━━━━━ Provided passage ━━━━━

Merrimack College is offering a new undergraduate course for the spring 2022 semester called Bioethical Dramas that will explore ethical issues in medicine and their portrayal in contemporary culture. 

Bioethical Dramas will focus on two central questions asking how the practice of modern medicine impacts our lives and what portrayals of medical practice in popular culture reveal about how we view ourselves and others. Students will learn about current bioethical issues by reading philosophical texts and case studies, participating in experiential theater activities, and critically analyzing dramatic works in script and film. The course content will facilitate students’ ability to understand and evaluate the influence of the history and current state of medicine and biomedical research on the human condition.

━━━━━ Entries supplied ━━━━━

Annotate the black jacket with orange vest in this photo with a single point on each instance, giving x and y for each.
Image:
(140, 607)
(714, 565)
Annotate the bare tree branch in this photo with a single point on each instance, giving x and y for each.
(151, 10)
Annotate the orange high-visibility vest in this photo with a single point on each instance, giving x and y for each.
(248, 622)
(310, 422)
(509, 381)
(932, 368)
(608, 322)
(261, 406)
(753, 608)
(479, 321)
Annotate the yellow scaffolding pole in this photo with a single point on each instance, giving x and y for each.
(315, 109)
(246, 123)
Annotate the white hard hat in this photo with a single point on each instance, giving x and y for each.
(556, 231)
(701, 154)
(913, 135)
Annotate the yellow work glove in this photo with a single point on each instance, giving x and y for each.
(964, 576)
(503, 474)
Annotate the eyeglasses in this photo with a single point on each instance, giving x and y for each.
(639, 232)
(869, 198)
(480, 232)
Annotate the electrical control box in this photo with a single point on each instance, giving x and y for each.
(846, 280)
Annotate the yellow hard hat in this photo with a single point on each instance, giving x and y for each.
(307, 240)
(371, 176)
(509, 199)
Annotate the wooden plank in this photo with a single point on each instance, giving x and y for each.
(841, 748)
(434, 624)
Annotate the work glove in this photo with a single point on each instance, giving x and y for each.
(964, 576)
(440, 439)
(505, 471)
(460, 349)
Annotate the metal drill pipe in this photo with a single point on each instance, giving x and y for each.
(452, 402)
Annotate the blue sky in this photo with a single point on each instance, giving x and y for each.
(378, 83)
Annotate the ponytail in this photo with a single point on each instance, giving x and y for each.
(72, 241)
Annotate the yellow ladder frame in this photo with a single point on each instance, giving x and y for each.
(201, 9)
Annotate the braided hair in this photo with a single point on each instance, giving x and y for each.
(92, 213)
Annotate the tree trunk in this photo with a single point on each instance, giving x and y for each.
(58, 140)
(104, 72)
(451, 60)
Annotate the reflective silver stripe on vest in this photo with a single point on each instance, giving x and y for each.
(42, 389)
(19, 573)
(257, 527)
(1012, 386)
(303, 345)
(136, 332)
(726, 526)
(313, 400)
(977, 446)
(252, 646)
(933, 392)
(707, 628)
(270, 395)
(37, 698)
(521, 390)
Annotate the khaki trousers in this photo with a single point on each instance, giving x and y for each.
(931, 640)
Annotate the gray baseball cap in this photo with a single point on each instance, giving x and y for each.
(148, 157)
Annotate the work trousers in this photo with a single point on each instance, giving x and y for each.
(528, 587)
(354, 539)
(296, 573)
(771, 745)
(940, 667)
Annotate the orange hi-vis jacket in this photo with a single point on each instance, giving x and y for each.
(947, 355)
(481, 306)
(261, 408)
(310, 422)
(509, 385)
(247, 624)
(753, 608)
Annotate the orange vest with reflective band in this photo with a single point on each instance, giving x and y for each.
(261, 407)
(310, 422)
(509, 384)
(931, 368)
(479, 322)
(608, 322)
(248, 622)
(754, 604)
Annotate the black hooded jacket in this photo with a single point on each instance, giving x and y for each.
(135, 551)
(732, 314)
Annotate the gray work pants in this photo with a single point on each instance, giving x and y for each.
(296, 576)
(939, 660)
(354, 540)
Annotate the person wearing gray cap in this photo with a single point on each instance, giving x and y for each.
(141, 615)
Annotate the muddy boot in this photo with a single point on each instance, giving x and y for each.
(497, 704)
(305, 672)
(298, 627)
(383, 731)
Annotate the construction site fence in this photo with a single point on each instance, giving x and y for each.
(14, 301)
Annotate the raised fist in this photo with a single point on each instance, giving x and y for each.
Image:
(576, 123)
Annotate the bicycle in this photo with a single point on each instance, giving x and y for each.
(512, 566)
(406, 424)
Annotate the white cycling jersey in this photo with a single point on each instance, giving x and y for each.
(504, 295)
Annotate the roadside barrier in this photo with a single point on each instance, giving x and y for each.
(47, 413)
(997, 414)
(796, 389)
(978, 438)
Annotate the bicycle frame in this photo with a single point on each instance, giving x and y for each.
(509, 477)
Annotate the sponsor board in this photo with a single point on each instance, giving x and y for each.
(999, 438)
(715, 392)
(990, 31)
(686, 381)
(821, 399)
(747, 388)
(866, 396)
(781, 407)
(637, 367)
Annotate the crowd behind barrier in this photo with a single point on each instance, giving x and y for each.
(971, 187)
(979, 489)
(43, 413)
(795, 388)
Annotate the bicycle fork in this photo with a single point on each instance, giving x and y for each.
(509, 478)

━━━━━

--- Assigned task 1 ---
In the course announcement, condense the paragraph beginning "Bioethical Dramas will focus on two central questions" into a bulleted list that keeps its main facts.
--- Assigned task 2 ---
Write the next part of the course announcement, picking up after its final sentence.
The records have no connection to the course announcement.

--- Expected answer 1 ---
- Central questions: how modern medical practice affects our lives, and what popular-culture portrayals of medicine reveal about how we see ourselves and others
- Methods: reading philosophical texts and case studies, taking part in experiential theater activities, and critically analyzing dramatic works in script and film
- Goal: helping students understand and evaluate how the history and current state of medicine and biomedical research influence the human condition

--- Expected answer 2 ---
Bioethical Dramas is a four-credit course that satisfies the Arts & Literature (AL) requirement for the Liberal Studies (LS) core curriculum. The prerequisite for Bioethical Dramas is any 1000-level Philosophy (PHL) course. The class will be taught by Professor James Petty and Professor Lisa Fuller on Mondays and Wednesdays from 2 to 3:50 p.m. Bioethical Dramas is cross-listed in the Merrimack course catalog as both THR 3560 and PHL 3560 and is currently open for enrollment.

“I hope [Bioethical Dramas] garners interest among students, because I believe deeply that it’s the sort of course that exemplifies the best aspects of a Merrimack education—not only knowledge acquisition, but also an appreciation for how the subject material directly impacts the students themselves, and empowers them with the tools they’ll need to create the changes they wish to see in society,” says Professor Petty. “In other words, we want the course to promote both thought and action.” 

Students taking Bioethical Dramas can expect to discuss a number of controversial issues, such as: withdrawal of life-sustaining treatment, physician-assisted suicide, reproductive decision-making, the impacts of genertic testing, fair allocation of resources, structural racism and sexism in medical research, and the stigmatization of health problems.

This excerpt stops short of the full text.